- [Problem statement]:
Recast all the material below as a numbered list, omitting any blank lines.

[BEGIN Provided data]

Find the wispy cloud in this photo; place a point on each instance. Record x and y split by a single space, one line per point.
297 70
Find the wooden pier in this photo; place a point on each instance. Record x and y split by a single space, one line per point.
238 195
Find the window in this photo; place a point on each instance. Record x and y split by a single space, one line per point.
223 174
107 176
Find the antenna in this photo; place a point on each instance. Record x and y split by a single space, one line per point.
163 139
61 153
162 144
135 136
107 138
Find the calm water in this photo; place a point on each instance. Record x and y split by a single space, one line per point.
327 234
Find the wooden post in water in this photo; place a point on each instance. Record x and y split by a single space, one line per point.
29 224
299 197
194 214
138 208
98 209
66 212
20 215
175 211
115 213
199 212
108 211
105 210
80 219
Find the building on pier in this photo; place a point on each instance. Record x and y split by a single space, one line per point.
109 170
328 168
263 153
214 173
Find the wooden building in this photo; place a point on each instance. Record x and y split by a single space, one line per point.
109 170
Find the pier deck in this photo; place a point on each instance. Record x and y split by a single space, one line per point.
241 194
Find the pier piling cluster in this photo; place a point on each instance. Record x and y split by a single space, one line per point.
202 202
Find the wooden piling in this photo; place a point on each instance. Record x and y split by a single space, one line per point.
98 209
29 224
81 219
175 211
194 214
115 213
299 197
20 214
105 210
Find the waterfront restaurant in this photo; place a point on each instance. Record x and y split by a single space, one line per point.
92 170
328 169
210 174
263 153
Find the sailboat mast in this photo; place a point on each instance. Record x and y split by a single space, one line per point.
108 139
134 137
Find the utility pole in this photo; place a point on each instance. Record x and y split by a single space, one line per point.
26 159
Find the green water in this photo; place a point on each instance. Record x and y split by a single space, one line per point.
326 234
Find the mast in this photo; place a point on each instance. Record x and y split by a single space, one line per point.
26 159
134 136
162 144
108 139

[END Provided data]

- [Output of the exercise]:
1. Find the wispy cloud in this photo; place a point on each instance. Record x and y split by a single space, one line per point.
2. 297 70
3. Find the wooden pier in this photo; place a point on each instance. Record x and y split by a single space, one line per point.
4. 238 195
5. Find the window in this photo; place a point on each instance. Record x and y split by a single space, one line per point.
6. 223 174
7. 107 176
8. Find the antenna in this photo; place a point on each instance. Record x and y split by a single space, one line per point.
9. 163 139
10. 61 153
11. 162 144
12. 135 136
13. 107 138
14. Find the calm water in this photo; place a point on each instance. Record x and y split by a single space, one line per point.
15. 327 234
16. Find the wooden post in water in this photo; place a point on each instance. Record x and y split by a single space, one line per point.
17. 29 224
18. 299 197
19. 194 214
20. 138 208
21. 98 209
22. 66 212
23. 20 215
24. 175 211
25. 115 213
26. 199 212
27. 108 211
28. 105 210
29. 80 219
30. Find the building on pier in this photo; place a point on each instance. Record x and y split by a single space, one line per point.
31. 109 170
32. 328 168
33. 263 153
34. 214 173
35. Find the wooden building in this photo; place a point on each instance. Record x and y split by a single space, one line per point.
36. 109 170
37. Find the pier deck in this photo; place a point on each instance. Record x and y split by a single space, one line per point.
38. 241 194
39. Find the pier piling cluster in this photo; place a point on each instance. Record x and y split by a single space, one line per point.
40. 202 202
41. Find the wooden piling in this photo; place a point on each instance. Record x and y split by a single space, one line per point.
42. 98 209
43. 29 224
44. 81 219
45. 175 211
46. 194 214
47. 115 213
48. 299 197
49. 20 214
50. 105 210
51. Find the waterfront restaurant in this photo; place a point on each instance. Record x and y split by a single space, one line per point.
52. 92 170
53. 328 169
54. 210 174
55. 263 153
56. Find the sailboat mast in this photo; place a point on each instance. Record x and y split by a single space, one line per point.
57. 108 139
58. 134 137
59. Find the utility pole in this photo; place a point on each instance. Record x and y split by a single space, one line per point.
60. 26 159
61. Find the green water in this photo; place a point on each instance. Record x and y split by a single space, one line per point.
62. 326 234
63. Find the mast in this photo; place a point on each instance. Record x and y split by a single space, one line per point.
64. 26 159
65. 134 136
66. 162 144
67. 108 139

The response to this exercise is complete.